[WHAT IS REQUIRED]:
Return every line in the rows below that contains the word "trunk", copied unchanged.
— start of DATA SUPPLIED —
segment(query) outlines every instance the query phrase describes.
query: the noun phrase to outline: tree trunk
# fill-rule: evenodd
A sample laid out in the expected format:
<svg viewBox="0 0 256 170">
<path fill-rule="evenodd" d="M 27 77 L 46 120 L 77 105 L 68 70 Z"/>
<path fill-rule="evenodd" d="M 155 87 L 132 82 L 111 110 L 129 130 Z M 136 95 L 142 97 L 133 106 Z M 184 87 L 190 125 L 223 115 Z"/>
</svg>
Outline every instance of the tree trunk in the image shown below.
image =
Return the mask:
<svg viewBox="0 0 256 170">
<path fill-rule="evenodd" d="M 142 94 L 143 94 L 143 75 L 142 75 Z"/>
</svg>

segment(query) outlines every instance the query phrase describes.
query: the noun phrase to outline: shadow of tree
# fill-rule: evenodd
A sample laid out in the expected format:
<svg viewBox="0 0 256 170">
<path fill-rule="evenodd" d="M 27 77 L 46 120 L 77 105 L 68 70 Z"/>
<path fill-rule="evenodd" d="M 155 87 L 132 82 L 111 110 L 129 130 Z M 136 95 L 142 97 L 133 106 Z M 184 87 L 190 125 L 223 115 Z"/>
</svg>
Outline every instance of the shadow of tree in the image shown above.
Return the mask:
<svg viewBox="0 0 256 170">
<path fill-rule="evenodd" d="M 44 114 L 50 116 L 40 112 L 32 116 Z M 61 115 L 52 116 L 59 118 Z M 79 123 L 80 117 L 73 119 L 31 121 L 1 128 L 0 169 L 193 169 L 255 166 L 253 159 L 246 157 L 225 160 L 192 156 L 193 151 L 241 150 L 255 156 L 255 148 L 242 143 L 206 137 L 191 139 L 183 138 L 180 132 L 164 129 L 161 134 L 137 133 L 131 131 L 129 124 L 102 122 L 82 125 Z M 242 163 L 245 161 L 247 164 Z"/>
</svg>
— end of DATA SUPPLIED —
[SOLUTION TO THIS TASK]:
query: the noun phrase to outline: tree trunk
Outline every instance of the tree trunk in the image shown below.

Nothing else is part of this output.